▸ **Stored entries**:
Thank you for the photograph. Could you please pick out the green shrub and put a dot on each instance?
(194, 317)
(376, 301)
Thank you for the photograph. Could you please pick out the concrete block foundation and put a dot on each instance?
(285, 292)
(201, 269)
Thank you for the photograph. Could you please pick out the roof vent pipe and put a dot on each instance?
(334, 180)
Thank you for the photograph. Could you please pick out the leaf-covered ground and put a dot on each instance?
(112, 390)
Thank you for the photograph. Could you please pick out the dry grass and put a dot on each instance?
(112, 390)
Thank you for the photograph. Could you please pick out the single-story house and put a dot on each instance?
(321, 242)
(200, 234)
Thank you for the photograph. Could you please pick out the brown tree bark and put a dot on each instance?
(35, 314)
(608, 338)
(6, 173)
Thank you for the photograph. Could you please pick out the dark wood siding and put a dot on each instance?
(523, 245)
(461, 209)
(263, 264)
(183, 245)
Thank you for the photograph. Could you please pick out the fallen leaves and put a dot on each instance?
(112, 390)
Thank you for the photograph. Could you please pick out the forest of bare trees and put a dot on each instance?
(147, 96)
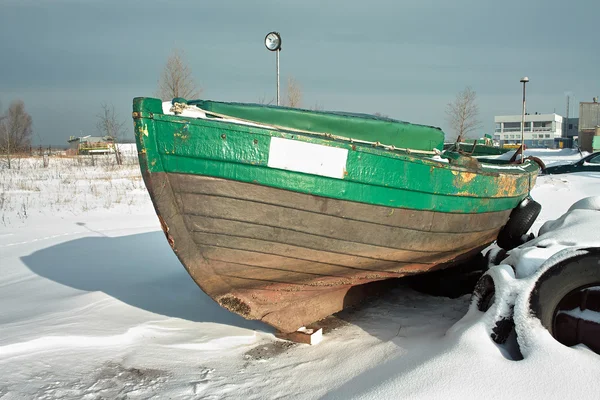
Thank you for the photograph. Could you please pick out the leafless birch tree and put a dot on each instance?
(462, 114)
(294, 93)
(108, 124)
(15, 129)
(176, 79)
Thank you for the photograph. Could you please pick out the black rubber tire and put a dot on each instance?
(495, 257)
(520, 221)
(560, 280)
(484, 296)
(484, 292)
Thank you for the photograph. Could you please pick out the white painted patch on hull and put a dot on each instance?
(309, 158)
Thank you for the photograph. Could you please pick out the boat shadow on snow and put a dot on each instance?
(140, 270)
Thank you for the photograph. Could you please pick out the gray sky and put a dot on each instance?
(406, 59)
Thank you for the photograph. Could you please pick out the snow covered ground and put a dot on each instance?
(94, 304)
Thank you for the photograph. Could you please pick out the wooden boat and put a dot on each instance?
(282, 215)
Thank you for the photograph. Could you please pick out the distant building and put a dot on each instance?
(589, 123)
(91, 145)
(540, 131)
(571, 127)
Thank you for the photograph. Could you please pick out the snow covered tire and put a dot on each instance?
(484, 297)
(558, 282)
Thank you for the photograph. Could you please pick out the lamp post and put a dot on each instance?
(273, 43)
(524, 80)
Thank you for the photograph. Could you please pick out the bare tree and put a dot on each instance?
(462, 113)
(15, 129)
(109, 125)
(294, 93)
(263, 100)
(176, 79)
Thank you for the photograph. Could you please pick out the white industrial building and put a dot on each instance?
(540, 129)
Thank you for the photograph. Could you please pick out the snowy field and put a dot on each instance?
(95, 305)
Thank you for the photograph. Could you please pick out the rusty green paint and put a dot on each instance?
(373, 175)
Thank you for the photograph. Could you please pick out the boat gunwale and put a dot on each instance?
(417, 157)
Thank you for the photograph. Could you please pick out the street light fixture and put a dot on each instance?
(273, 43)
(524, 80)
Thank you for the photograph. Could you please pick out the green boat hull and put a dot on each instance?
(287, 225)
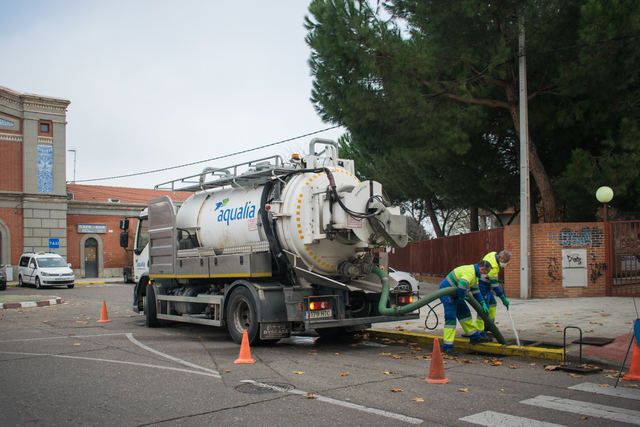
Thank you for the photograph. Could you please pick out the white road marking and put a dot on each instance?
(342, 403)
(490, 418)
(585, 408)
(166, 356)
(122, 362)
(63, 337)
(627, 393)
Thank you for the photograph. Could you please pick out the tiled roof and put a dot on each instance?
(102, 194)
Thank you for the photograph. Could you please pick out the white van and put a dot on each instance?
(45, 269)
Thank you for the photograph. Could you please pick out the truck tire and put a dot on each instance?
(150, 308)
(241, 314)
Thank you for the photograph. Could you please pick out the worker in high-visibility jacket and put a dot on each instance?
(464, 279)
(490, 285)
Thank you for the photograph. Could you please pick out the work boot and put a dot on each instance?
(476, 338)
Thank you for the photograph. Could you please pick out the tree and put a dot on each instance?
(431, 92)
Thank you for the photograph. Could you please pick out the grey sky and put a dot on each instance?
(160, 83)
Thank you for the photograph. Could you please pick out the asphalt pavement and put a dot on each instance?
(59, 367)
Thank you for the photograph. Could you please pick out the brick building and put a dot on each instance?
(39, 211)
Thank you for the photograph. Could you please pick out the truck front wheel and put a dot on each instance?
(242, 314)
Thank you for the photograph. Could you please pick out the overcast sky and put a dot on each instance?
(154, 84)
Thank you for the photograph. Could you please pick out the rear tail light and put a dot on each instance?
(404, 300)
(318, 305)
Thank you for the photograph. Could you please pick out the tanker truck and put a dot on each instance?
(272, 248)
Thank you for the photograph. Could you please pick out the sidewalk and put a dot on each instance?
(541, 323)
(84, 281)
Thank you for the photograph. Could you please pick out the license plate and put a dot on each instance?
(320, 314)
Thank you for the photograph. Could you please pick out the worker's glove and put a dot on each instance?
(505, 301)
(485, 309)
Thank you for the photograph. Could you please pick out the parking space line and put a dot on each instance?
(342, 403)
(63, 337)
(166, 356)
(122, 362)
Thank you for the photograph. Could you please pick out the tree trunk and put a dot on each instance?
(540, 176)
(434, 218)
(473, 219)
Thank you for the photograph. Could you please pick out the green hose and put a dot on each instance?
(398, 310)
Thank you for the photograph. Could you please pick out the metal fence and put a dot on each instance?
(439, 256)
(624, 257)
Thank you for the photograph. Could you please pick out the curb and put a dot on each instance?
(31, 304)
(464, 344)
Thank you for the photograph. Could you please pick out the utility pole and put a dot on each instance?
(525, 201)
(74, 164)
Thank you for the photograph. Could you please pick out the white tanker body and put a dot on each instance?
(277, 249)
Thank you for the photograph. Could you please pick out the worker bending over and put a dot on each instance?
(464, 279)
(489, 285)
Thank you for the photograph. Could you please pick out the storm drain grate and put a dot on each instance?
(251, 388)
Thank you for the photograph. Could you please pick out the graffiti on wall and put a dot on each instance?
(553, 268)
(596, 269)
(586, 236)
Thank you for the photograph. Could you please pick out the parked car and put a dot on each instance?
(3, 278)
(405, 280)
(45, 269)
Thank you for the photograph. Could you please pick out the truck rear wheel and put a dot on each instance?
(241, 314)
(150, 308)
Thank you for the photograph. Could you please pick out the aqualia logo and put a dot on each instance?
(232, 214)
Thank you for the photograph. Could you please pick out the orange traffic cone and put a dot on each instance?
(436, 368)
(634, 368)
(104, 317)
(245, 352)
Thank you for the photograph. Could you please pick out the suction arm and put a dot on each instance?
(397, 310)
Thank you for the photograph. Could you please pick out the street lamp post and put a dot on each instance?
(605, 195)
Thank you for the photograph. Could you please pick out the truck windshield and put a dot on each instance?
(51, 262)
(142, 235)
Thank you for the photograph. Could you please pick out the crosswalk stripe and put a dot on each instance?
(585, 408)
(626, 393)
(498, 419)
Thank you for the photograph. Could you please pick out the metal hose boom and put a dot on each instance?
(397, 310)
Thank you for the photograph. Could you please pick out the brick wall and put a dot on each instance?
(113, 255)
(13, 220)
(547, 242)
(11, 166)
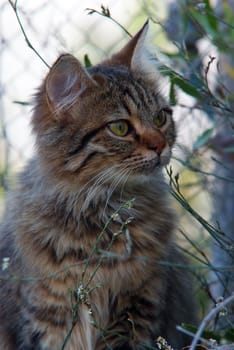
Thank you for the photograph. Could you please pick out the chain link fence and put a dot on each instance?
(51, 27)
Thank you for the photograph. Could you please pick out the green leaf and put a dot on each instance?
(229, 334)
(211, 17)
(228, 149)
(206, 334)
(186, 86)
(172, 95)
(87, 61)
(203, 139)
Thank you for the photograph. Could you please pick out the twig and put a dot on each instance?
(191, 334)
(105, 12)
(15, 8)
(208, 318)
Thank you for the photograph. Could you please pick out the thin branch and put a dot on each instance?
(15, 8)
(105, 12)
(191, 334)
(208, 318)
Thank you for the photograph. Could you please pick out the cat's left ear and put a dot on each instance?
(136, 54)
(66, 81)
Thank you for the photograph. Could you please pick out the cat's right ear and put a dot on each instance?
(66, 82)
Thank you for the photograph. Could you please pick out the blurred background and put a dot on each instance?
(194, 43)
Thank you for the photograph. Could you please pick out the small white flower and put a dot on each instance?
(5, 263)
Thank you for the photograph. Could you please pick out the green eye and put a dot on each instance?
(119, 128)
(161, 118)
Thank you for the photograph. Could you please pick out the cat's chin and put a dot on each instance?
(146, 176)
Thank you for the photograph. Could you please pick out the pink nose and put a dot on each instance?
(155, 141)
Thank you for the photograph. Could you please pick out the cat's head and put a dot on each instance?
(106, 122)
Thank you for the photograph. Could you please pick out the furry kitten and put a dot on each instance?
(89, 225)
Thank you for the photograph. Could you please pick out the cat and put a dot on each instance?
(88, 230)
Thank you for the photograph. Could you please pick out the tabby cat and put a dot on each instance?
(89, 226)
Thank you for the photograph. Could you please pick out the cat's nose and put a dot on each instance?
(156, 143)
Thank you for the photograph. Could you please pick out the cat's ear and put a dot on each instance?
(66, 81)
(136, 54)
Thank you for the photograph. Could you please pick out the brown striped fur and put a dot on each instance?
(89, 223)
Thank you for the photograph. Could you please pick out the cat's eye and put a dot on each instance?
(119, 128)
(161, 118)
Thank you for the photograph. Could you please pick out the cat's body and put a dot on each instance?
(89, 226)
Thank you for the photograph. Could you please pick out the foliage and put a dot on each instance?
(189, 72)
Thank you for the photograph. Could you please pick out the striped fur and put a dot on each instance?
(89, 224)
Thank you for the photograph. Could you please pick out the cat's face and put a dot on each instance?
(108, 122)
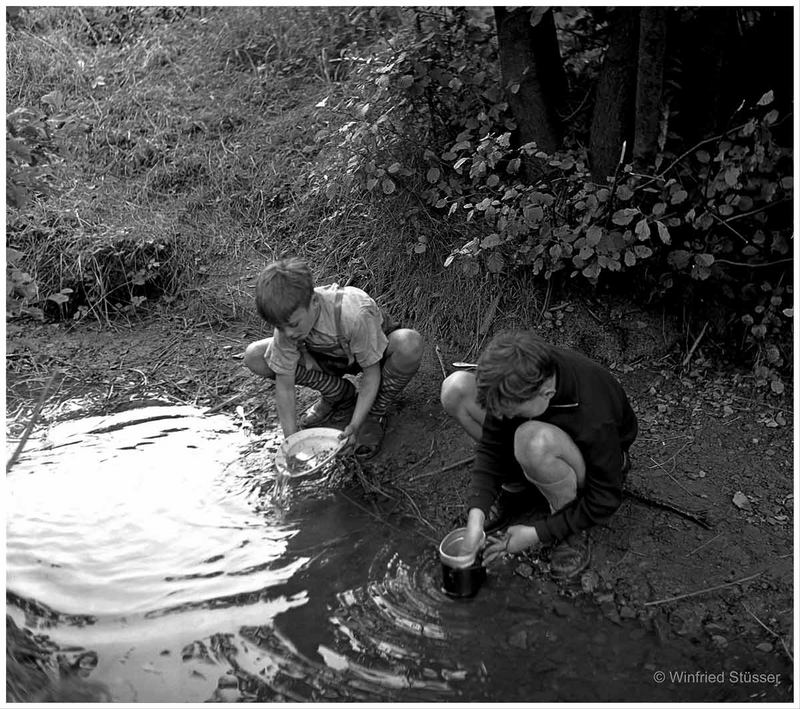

▸ **Instructions to follow**: Produce an exact copy of only those lines that run from the line with "out the tabby" to the final line of the records, including both; exclude images.

▸ **Solution below**:
Thank you for the photograph. Could you please pick out the tabby cat and put a dot on each instance?
(89, 226)
Thank you for the photograph. Could you please pick out the cat's nose and put a dot on each instance?
(156, 143)
Thank you for the photograph. Could you please pick out the cat's ear and put a dot on each instance?
(66, 81)
(136, 54)
Thank you for the photograph. Could you please pick out the brown striped fur and put a dot on each instance?
(89, 223)
Thank you for the photograph. Could you please pick out the cat's eye and put a dot on each instance?
(119, 128)
(161, 118)
Thank you for the photograph. Could you please pick out the cat's body and put a dot on each instance?
(89, 226)
Thank you for the photograph. Could you please pick out the foliage and put a dot on each instance?
(189, 72)
Thank you for the photograph. Could you please pick out the striped fur and put a dot on each instance?
(89, 224)
Thank you for the photograph. Could you please pick out the cat's face and put a dot on each instance?
(108, 122)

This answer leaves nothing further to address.